# Does applying the coefficients of one row of Pascal's triangle to adjacent entries of a later row always yield an entry in the triangle?

I was wondering how to prove that in general, if I take any row of Pascal's triangle and apply all of the coefficients of that row to adjacent entries of a later row, you'll get an entry in Pascal's triangle?

For instance, one can show that if you apply the coefficients $$1,2,1$$ in the second row to any later row, you get an entry in Pascal's triangle. More formally, $${n\choose r} + 2{n\choose r+1} +{n\choose r+2} = {n+2\choose r+2} \tag1$$ Similarly, showing that applying the coefficients of the third row to later rows results in an entry in Pascal's triangle would involve showing that $${n\choose r} + 3{n\choose r+1} + 3{n\choose r+2} + {n\choose r+3} = {n + 3\choose r+3} \tag2$$

I know how to show $$(1)$$ using the definition of choosing: $${n\choose k} = \frac{n^{\underline{k}}}{k!}$$ and just expanding all terms and simplifying. But if one were to show the general case, perhaps some sort of induction would be required?
**********
* _Short task 1_: List every line of the entries that contains the word "rock", copying each line in full.
The Pascal's triangle post above is unrelated to the entries that follow it.

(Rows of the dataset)
**********
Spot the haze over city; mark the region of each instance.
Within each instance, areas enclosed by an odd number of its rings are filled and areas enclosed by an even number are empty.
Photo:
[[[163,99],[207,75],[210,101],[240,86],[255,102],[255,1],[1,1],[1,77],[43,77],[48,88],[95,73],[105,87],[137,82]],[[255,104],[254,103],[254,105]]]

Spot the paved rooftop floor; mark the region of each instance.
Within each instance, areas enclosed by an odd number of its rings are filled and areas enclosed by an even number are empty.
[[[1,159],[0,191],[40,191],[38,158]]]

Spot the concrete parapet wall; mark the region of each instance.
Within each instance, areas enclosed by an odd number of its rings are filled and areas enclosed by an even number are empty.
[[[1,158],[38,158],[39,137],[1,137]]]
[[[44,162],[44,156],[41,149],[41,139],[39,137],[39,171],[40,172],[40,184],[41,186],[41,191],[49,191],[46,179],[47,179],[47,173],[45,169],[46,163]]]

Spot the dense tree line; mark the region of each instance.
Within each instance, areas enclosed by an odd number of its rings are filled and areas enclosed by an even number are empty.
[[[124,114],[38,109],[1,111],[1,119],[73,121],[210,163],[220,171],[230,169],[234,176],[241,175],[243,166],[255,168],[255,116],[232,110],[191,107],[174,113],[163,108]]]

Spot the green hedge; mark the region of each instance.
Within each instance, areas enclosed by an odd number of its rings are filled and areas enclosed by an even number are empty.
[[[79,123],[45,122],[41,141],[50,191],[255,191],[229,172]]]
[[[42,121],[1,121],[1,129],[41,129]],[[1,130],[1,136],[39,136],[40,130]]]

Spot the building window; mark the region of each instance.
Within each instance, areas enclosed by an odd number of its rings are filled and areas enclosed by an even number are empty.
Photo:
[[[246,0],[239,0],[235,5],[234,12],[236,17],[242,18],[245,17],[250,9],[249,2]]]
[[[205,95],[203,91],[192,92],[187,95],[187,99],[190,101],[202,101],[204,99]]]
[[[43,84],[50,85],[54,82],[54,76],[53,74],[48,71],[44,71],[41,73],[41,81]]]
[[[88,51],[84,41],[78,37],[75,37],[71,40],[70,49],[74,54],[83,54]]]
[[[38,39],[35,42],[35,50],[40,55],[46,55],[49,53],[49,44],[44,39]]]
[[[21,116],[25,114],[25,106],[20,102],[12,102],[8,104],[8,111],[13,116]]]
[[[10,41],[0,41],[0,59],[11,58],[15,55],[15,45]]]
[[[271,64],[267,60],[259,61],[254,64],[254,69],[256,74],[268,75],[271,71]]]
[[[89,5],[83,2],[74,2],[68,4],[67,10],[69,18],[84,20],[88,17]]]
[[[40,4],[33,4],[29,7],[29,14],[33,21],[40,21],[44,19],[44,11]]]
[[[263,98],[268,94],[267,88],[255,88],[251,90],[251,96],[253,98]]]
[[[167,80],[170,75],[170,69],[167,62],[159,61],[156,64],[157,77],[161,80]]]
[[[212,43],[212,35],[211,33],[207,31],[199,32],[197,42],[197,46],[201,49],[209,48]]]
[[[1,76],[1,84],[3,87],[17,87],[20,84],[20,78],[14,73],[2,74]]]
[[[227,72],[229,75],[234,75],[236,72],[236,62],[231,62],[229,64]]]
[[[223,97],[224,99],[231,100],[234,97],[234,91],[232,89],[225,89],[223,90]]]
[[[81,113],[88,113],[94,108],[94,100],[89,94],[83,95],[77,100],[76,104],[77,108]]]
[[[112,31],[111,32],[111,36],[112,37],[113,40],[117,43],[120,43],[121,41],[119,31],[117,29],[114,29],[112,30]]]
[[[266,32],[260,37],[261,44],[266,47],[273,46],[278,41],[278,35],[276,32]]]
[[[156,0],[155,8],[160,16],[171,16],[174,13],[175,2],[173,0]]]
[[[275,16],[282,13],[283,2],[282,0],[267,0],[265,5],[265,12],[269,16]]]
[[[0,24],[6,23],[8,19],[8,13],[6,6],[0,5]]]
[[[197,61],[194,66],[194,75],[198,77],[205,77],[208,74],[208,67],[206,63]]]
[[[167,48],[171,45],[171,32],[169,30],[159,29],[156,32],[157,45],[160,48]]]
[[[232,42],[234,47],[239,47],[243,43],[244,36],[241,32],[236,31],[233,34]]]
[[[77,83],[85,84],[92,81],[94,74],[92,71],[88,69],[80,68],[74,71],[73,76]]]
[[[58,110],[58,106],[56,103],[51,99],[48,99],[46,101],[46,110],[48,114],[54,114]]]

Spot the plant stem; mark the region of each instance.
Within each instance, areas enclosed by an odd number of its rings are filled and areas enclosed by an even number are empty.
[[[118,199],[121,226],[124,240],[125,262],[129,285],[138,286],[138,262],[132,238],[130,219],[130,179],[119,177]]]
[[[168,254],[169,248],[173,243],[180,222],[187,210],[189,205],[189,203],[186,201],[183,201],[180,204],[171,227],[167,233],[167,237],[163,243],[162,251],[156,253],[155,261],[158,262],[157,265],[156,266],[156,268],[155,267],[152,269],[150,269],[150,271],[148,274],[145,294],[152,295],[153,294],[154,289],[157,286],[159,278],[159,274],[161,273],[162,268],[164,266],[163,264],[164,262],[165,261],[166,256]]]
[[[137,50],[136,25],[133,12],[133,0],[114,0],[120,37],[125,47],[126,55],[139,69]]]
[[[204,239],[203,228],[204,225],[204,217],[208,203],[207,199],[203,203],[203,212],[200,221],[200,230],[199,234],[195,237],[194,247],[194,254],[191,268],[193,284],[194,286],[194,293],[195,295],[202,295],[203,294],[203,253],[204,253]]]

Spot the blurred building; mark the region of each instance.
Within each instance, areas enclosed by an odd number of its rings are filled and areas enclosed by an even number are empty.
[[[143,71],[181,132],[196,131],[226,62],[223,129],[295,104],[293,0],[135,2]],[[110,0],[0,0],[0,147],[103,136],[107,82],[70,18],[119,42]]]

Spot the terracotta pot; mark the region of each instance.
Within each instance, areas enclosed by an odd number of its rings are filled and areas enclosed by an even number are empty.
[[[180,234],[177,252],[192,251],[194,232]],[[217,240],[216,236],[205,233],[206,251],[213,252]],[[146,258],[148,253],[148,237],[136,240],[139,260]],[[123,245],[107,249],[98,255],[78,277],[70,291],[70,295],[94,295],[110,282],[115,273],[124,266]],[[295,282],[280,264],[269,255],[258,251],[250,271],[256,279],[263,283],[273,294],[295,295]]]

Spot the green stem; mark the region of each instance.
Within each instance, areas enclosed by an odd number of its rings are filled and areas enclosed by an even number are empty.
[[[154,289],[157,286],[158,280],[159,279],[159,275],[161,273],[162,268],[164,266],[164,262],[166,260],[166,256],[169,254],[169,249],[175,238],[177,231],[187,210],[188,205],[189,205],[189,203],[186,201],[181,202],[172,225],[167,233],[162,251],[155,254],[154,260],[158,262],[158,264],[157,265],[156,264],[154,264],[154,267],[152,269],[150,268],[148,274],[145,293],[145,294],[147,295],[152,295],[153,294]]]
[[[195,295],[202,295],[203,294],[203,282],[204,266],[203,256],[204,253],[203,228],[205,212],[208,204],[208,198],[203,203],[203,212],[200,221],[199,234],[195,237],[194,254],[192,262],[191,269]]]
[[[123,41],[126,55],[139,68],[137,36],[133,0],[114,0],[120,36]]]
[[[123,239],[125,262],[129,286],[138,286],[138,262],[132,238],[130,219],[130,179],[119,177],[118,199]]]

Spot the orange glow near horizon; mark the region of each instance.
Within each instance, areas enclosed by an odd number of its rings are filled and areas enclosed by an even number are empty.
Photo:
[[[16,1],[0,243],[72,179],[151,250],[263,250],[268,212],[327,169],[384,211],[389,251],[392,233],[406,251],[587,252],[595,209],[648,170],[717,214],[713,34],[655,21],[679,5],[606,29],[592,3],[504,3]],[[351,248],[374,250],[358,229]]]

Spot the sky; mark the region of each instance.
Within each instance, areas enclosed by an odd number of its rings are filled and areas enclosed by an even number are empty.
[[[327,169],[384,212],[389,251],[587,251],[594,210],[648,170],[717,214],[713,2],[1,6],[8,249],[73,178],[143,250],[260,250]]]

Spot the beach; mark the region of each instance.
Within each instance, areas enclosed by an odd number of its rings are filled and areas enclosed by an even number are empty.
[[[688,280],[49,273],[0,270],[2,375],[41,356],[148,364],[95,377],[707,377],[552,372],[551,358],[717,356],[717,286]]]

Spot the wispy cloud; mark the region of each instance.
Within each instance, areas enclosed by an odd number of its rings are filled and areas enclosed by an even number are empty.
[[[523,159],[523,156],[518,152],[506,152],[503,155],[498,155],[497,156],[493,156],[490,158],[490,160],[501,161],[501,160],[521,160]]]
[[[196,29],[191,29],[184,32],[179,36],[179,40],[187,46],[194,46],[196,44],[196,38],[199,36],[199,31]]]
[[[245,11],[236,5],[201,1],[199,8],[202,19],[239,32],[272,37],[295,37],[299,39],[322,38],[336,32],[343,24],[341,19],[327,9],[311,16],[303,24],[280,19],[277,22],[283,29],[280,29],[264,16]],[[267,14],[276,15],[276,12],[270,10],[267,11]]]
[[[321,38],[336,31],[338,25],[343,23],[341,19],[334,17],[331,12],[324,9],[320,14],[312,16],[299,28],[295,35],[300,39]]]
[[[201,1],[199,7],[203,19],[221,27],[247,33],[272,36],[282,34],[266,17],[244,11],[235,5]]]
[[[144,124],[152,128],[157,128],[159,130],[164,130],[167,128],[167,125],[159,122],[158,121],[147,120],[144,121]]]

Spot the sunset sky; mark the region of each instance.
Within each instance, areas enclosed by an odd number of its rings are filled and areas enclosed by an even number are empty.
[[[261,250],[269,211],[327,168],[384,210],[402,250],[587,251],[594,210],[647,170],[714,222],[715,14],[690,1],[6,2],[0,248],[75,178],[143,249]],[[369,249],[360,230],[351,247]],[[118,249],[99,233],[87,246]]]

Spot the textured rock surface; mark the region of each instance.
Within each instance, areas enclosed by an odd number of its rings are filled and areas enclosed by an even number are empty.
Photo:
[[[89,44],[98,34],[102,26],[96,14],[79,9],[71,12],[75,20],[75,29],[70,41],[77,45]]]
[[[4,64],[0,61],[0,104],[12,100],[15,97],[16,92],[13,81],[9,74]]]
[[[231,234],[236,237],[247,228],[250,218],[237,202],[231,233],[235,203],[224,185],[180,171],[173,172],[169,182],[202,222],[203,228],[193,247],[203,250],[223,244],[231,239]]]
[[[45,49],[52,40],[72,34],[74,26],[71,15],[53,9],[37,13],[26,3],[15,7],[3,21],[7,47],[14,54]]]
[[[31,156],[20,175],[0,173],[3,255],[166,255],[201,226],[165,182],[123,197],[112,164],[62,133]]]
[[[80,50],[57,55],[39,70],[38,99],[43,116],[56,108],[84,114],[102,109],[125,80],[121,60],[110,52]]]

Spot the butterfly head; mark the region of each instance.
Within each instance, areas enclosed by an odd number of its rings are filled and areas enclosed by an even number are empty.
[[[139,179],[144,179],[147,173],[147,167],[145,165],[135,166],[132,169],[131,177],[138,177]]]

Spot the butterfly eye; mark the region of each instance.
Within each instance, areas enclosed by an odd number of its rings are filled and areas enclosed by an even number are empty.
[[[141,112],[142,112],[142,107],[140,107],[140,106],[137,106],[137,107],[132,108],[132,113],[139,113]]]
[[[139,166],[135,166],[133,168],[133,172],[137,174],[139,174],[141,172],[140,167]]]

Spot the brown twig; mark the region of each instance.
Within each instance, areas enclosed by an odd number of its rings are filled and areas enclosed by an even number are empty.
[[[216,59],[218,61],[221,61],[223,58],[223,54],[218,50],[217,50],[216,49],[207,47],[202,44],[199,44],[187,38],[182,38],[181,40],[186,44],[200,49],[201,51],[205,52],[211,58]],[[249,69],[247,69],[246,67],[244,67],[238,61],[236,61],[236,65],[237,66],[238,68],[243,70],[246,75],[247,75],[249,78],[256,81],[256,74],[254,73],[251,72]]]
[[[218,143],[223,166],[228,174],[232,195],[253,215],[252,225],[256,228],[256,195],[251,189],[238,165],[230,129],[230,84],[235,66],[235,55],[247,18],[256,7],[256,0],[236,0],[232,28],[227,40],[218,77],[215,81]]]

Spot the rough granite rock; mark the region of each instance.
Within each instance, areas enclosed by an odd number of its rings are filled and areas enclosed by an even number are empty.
**********
* _Short task 2_: In the Pascal's triangle post, what method does the asker suggest might be needed to prove the general case?

* _Response 1_:
Spot the textured rock surface; mark the region of each instance.
Spot the rough granite rock; mark the region of each instance.

* _Response 2_: Some sort of induction.